Description of the task: Please copy the records below, replacing "drooping leaf" with "wilted leaf" and leaving everything else unchanged. Leave the pictures out of your answer.

— begin Input rows —

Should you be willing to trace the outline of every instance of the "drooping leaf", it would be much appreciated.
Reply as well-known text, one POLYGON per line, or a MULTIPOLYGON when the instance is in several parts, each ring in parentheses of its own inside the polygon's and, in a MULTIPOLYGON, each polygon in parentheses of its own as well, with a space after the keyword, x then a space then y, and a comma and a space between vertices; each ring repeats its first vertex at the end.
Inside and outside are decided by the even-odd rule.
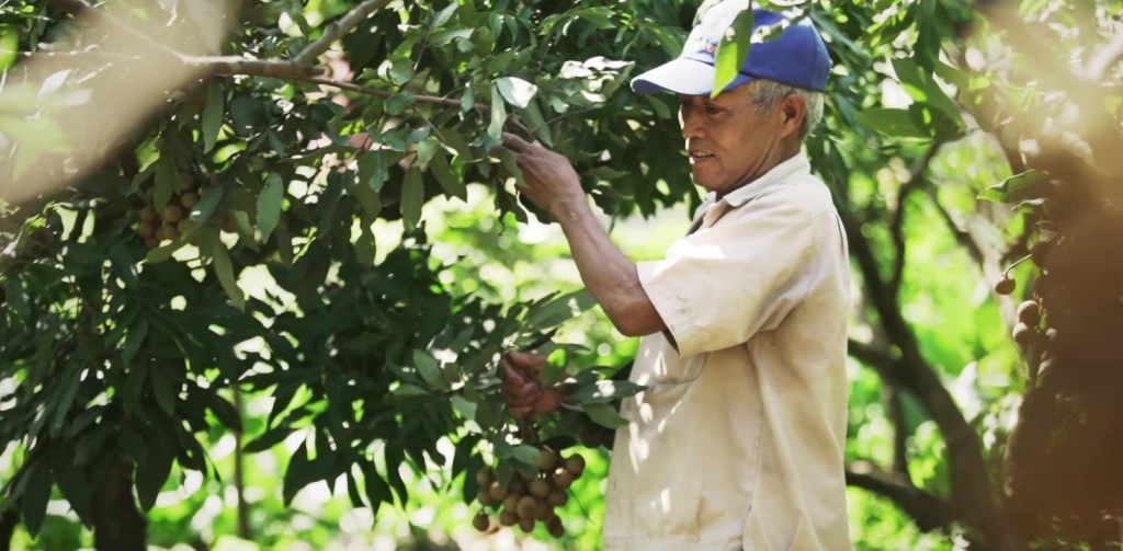
POLYGON ((727 85, 732 83, 749 58, 755 16, 751 6, 748 2, 743 3, 745 6, 730 26, 731 31, 727 33, 718 45, 714 58, 713 90, 710 92, 710 98, 716 98, 727 85))
POLYGON ((222 127, 222 113, 226 111, 223 101, 222 86, 211 81, 207 85, 207 104, 202 114, 203 153, 210 153, 214 148, 214 141, 218 140, 218 132, 222 127))
POLYGON ((412 231, 421 221, 423 203, 424 186, 421 184, 421 168, 413 165, 405 171, 405 181, 402 182, 402 224, 408 231, 412 231))
POLYGON ((619 429, 628 424, 628 421, 621 417, 617 410, 609 404, 588 403, 582 405, 582 410, 594 422, 609 429, 619 429))
POLYGON ((257 228, 262 231, 262 240, 268 241, 270 235, 281 220, 281 202, 284 200, 284 184, 281 175, 271 173, 265 180, 265 189, 257 196, 257 228))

— end Input rows —

Response to the exercise:
Should you be willing to trace the outline of every instance of the "wilted leaf", it would be much appreciated.
Reply as well-known text, one POLYGON per line, or a MULTIPOLYGON when the instance is in several parts, each ring in parentheses of its own inside the polygon's and, in a MULTIPOLYGON, each polygon in parentheses of its own as well, with a space after the keyword, x then a space then y, and a comma and a space between vertices; each ring repeats its first vertex at the end.
Inside and outside are decided by the even-odd rule.
POLYGON ((727 85, 732 83, 749 58, 755 16, 751 6, 748 2, 743 3, 745 6, 730 26, 731 31, 727 33, 718 45, 714 58, 713 90, 710 92, 710 98, 716 98, 727 85))
POLYGON ((222 127, 222 113, 226 111, 223 101, 222 86, 211 81, 207 85, 207 104, 202 114, 203 153, 210 153, 214 148, 214 141, 218 140, 218 132, 222 127))
POLYGON ((412 231, 421 221, 423 203, 424 186, 421 184, 421 168, 413 165, 405 171, 405 181, 402 182, 402 224, 408 231, 412 231))
POLYGON ((619 429, 628 424, 628 421, 621 417, 617 410, 609 404, 588 403, 582 405, 582 410, 594 422, 609 429, 619 429))
POLYGON ((257 228, 262 231, 262 240, 268 241, 270 235, 281 220, 281 202, 284 200, 284 184, 281 175, 271 173, 265 180, 265 189, 257 196, 257 228))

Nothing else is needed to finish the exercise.